■ WORK INSTRUCTIONS ■
Using the data that follows, return exactly the lines from the one that contains "query | black pant" through the one that contains "element like <point>310,5</point>", ends included.

===== RAW DATA =====

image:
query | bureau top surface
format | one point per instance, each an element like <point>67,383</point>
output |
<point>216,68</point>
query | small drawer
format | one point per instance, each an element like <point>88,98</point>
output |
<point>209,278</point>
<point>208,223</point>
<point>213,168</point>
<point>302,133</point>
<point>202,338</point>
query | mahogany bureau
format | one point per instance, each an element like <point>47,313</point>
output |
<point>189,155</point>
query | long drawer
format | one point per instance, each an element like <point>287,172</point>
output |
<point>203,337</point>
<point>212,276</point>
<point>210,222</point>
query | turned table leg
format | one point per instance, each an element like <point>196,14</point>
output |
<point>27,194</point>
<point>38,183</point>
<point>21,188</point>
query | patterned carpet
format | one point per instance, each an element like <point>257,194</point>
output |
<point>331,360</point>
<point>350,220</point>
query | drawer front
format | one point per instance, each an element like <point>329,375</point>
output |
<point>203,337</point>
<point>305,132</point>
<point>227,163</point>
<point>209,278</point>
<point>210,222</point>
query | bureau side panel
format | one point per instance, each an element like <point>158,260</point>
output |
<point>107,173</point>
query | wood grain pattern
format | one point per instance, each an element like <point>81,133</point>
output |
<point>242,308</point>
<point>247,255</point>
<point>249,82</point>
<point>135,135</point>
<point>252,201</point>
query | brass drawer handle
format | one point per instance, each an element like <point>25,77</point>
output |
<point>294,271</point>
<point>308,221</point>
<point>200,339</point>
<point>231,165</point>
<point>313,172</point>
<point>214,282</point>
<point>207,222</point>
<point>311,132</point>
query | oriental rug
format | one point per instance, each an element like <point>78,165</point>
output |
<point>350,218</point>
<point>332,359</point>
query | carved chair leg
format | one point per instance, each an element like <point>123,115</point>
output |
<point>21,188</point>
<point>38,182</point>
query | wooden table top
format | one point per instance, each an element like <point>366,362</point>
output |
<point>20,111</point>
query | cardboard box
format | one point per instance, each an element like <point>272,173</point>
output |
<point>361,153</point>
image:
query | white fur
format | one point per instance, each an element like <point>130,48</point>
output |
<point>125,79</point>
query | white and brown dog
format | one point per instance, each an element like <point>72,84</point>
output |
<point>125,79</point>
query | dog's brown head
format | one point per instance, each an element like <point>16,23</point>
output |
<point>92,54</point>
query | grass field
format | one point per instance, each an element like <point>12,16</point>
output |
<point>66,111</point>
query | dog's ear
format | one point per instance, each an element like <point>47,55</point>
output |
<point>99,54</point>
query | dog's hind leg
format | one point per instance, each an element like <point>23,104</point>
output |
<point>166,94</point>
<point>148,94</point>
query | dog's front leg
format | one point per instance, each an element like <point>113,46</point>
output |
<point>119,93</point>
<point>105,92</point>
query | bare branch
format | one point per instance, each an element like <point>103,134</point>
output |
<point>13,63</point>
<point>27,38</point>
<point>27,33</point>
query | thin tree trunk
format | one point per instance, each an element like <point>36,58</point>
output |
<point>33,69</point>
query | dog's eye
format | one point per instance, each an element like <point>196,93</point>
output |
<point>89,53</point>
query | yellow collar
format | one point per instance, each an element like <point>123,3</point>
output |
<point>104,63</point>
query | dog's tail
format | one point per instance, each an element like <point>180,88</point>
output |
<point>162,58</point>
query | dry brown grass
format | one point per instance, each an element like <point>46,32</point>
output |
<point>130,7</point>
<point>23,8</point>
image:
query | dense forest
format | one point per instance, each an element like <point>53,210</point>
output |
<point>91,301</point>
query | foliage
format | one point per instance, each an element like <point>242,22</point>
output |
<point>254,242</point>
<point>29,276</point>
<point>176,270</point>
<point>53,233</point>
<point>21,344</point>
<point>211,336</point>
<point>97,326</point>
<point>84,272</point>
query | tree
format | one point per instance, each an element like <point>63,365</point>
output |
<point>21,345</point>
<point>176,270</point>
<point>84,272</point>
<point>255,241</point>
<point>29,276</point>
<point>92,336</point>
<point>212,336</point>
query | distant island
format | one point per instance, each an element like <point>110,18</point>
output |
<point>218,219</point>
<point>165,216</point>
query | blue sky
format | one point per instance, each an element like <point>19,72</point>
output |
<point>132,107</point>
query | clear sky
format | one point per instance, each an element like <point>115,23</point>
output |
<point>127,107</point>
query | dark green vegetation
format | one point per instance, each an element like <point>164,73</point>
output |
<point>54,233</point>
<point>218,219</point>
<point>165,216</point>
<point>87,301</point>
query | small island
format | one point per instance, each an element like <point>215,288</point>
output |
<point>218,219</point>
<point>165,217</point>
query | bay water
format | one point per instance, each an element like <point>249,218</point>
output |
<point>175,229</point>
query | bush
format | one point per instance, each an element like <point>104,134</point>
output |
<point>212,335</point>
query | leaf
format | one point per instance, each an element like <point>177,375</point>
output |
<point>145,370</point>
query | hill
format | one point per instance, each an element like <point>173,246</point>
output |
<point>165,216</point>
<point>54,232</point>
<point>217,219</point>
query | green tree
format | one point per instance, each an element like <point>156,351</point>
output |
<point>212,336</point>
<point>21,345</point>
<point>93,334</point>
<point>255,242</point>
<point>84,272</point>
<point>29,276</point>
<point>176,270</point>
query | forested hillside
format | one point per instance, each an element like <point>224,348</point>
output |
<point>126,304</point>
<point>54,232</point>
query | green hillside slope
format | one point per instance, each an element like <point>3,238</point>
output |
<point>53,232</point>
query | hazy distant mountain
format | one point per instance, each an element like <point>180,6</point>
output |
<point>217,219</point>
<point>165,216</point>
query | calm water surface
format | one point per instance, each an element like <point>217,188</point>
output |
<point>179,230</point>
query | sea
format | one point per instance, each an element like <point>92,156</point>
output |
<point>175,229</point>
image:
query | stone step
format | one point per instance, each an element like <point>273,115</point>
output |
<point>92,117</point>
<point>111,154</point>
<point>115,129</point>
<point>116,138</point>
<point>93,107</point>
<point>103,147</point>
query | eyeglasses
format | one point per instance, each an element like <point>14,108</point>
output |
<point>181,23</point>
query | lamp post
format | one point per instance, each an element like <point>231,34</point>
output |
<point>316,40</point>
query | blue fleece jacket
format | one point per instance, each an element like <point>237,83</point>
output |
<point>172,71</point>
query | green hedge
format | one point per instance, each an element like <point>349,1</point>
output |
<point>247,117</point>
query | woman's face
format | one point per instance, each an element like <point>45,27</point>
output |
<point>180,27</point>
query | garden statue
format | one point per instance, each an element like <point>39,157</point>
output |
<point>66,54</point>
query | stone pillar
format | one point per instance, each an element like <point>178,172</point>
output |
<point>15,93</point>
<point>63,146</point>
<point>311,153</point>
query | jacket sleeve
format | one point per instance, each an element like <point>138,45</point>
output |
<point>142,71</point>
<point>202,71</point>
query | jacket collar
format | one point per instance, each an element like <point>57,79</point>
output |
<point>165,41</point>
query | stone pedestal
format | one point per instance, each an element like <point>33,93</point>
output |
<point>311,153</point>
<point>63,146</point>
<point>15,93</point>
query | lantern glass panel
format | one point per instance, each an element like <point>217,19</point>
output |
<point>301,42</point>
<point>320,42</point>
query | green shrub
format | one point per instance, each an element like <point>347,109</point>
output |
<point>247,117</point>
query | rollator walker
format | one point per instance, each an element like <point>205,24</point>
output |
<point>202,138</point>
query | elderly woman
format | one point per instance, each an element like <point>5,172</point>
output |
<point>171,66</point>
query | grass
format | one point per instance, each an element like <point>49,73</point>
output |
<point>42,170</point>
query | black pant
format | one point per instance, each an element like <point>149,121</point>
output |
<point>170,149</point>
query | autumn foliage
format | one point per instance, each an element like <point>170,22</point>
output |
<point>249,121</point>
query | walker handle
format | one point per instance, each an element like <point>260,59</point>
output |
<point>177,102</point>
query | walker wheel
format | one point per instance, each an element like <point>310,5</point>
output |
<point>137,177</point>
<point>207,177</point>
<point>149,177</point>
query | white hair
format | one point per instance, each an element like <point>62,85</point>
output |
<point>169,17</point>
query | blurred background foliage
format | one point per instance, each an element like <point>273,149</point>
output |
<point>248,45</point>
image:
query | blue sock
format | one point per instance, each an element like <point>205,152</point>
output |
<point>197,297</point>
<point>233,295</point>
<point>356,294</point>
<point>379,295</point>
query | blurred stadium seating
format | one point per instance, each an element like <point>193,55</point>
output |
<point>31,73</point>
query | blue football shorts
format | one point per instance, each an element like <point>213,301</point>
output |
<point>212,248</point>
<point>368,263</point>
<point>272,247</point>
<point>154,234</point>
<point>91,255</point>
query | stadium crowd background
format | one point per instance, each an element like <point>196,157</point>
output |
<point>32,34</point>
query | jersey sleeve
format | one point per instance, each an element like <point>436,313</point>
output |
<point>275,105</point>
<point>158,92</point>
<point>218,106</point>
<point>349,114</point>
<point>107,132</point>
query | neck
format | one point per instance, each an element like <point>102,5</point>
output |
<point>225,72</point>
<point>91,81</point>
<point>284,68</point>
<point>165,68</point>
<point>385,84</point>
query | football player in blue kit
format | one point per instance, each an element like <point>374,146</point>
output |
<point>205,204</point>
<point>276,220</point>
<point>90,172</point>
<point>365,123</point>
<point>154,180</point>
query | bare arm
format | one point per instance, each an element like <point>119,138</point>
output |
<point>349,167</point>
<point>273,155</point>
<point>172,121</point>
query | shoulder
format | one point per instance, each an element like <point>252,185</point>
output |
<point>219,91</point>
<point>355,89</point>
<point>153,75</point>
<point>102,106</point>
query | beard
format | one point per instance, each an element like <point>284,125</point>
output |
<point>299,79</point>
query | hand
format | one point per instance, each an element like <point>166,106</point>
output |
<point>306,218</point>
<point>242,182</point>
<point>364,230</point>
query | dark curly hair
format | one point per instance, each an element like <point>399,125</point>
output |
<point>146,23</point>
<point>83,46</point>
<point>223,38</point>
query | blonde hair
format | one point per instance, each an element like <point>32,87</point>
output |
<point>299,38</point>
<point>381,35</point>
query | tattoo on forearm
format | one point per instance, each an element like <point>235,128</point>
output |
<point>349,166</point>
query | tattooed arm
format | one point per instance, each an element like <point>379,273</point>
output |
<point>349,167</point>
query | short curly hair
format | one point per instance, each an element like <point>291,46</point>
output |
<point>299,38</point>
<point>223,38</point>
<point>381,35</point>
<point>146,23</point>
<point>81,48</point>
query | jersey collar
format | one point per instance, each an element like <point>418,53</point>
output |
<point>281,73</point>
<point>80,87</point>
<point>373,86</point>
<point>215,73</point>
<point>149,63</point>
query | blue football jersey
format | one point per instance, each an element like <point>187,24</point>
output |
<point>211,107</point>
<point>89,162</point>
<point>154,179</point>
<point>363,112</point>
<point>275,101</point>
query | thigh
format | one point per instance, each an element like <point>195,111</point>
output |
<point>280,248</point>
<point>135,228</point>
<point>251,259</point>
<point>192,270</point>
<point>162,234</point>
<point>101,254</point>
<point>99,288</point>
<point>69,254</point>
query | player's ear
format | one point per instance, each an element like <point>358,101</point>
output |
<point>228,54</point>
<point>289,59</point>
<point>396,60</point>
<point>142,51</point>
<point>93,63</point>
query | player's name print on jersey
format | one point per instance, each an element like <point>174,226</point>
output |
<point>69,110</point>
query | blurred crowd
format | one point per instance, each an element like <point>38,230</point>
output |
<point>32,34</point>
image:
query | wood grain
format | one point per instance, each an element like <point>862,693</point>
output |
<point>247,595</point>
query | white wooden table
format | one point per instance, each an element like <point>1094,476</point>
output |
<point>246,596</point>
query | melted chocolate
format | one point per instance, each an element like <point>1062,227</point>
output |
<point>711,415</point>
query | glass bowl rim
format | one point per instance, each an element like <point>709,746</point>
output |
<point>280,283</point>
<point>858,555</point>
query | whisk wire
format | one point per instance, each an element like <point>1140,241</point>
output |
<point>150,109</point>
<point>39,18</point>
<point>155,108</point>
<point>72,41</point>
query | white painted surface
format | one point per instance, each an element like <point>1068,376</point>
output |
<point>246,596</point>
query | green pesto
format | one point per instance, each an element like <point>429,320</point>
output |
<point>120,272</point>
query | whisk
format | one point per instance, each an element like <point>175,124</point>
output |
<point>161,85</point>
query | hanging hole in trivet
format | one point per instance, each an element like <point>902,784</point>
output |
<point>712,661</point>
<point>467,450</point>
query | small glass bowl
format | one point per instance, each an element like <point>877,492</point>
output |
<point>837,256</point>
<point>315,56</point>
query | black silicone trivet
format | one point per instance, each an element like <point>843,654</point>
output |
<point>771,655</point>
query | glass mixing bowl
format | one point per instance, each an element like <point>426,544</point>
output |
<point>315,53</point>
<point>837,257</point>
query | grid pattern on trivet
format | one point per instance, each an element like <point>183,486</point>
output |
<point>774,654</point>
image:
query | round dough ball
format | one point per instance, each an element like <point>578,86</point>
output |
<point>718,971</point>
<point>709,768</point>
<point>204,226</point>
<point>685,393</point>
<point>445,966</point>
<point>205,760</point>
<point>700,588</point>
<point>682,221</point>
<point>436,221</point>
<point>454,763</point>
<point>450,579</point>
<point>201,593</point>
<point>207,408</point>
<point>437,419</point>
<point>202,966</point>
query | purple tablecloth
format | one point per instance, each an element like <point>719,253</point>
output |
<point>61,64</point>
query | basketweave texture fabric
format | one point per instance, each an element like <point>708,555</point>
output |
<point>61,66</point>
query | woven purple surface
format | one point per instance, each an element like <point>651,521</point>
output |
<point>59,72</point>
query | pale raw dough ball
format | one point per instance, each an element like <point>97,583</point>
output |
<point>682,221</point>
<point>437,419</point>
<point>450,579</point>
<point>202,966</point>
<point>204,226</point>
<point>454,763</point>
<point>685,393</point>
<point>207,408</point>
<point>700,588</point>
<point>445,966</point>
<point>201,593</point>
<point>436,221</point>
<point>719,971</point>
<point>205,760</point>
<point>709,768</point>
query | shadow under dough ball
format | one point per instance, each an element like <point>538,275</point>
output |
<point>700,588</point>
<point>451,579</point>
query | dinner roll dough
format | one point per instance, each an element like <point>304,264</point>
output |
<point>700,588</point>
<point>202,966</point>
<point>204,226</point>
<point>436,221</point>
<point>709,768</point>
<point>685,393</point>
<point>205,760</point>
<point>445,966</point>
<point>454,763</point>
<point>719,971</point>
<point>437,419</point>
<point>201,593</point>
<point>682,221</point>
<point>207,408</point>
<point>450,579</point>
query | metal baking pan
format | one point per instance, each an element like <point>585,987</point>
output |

=====

■ ANSWER SPACE ■
query | black pant
format | one point per instance, each an element like <point>149,121</point>
output |
<point>170,149</point>
query | autumn foliage
format | one point per instance, each an element like <point>170,22</point>
output |
<point>249,121</point>
query | walker handle
format | one point per instance, each an element like <point>260,59</point>
output |
<point>177,102</point>
query | walker wheel
format | one point per instance, each an element like <point>310,5</point>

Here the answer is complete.